> [GIVEN PASSAGE]:
[Date Prev][Date Next][Thread Prev][Thread Next][Date Index][Thread Index]
[BUG] Potential Integer Underflow in Time Calibration Logic and Live Snapshot Revert causing DWM crashes in Windows Guests
- To: xen-devel@xxxxxxxxxxxxx
- From: Антон Марков <akmarkov45@xxxxxxxxx>
- Date: Sun, 4 Jan 2026 20:29:21 +0300
- Delivery-date: Mon, 05 Jan 2026 08:07:18 +0000
- List-id: Xen developer discussion <xen-devel.lists.xenproject.org>
Component: Xen Hypervisor (x86 / time.c)
Versions affected: Potential in 4.17-4.21 and unstable (tested on
4.18 with high vCPU density)
Description:
In high-load scenarios (24+ cores, heavy Dom0 load, and frequent
VM pauses via DRAKVUF/VMI), Windows guests experience Desktop
Window Manager (DWM.exe) crashes with error 0x8898009b.
The root cause is an integer memory overflow
in the time scaling logic, in case if the time calibration
occurs simultaneously with a snapshot reversion or RDTSC(P)
instruction emulation.
Technical Analysis:
The get_s_time_fixed function in (xen/arch/x86/time.c) accepts
at_tsc as an argument. If it is less than local_tsc, a negative
delta will be produced, which will be incorrectly handled in
scale_delta (Or, if at_tsc is
zero, a race condition may occur after receiving ticks via
rdtsc_ordered, time calibration will occur, and local_tsc
may become larger than the tick values).

> [SOURCE MATERIAL]:
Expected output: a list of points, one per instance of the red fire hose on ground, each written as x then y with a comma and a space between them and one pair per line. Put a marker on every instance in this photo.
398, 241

> [WHAT THIS EXERCISE ASKS]:
A) Answer these questions from the Xen bug report, one per line:
(i) What error code accompanies the DWM.exe crashes?
(ii) Which function in xen/arch/x86/time.c accepts at_tsc as an argument?
(iii) Which version was tested?
B) Carry on the Xen bug report from its last sentence.
The listing has no connection to the Xen bug report.

> [ANSWERS TO THE TASKS]:
A)
(i) 0x8898009b
(ii) get_s_time_fixed
(iii) 4.18, with high vCPU density

B)
This will result in an extremely large number instead of a
backward offset. This is guaranteed to be reproducible in
hvm_load_cpu_ctxt (xen/arch/x86/hvm/hvm.c), as sync_tsc will be
less than local_tsc after time calibration. This can also
potentially occur during RDTSC(P) emulation simultaneously with
time_calibration_rendezvous_tail (xen/arch/x86/time.c).
Windows DWM, sensitive to QueryPerformanceCounter jumps, fails
catastrophically when it receives an essentially infinite
timestamp delta.
Steps to Reproduce:
Setup a host with a high core count (e.g., 24+ cores).
Run a high density of Windows 10 DomUs (20 domains with 4
vcpus each).
Apply heavy load on Dom0 (e.g., DRAKVUF monitoring).
Frequently pause/resume or revert snapshots of the DomUs.
Observe dwm.exe crashes in Guests with
MILERR_QPC_TIME_WENT_BACKWARD (0x8898009b).
Currently, the lack of sign-awareness in the delta scaling path
allows a nanosecond-scale race condition to turn into a
multi-millennium time jump.
Environment:
CPU: 24 cores (Intel Xeon with Invariant TSC)
Dom0: High vCPU count (24)
Feature: tsc_mode="always_emulate", timer_mode="no_delay_for_missed_ticks"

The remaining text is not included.